▸ Work required: Below is a listing; write it out exactly and drop any images from it.

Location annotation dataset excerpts
# # # # # # #

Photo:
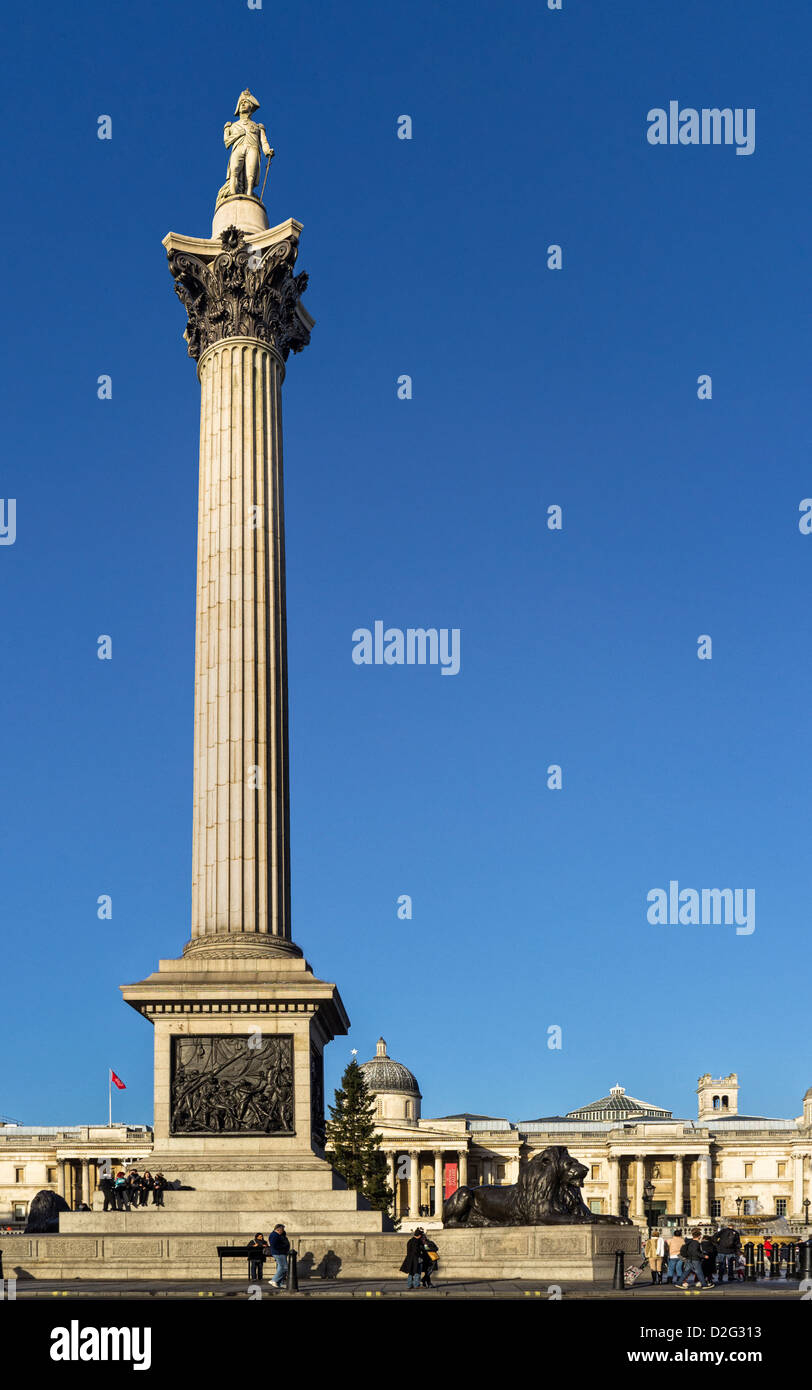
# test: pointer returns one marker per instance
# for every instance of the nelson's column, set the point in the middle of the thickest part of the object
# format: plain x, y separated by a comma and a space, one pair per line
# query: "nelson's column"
239, 1019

# # # # # # #

▸ Result:
Photo:
# test: pointer returns one marker per instance
# for every instance of the nelson's column, set the point in the middle of the thickest part of the object
# format: plain x, y separated by a comma and a space, one pair per line
# query: "nelson's column"
239, 1019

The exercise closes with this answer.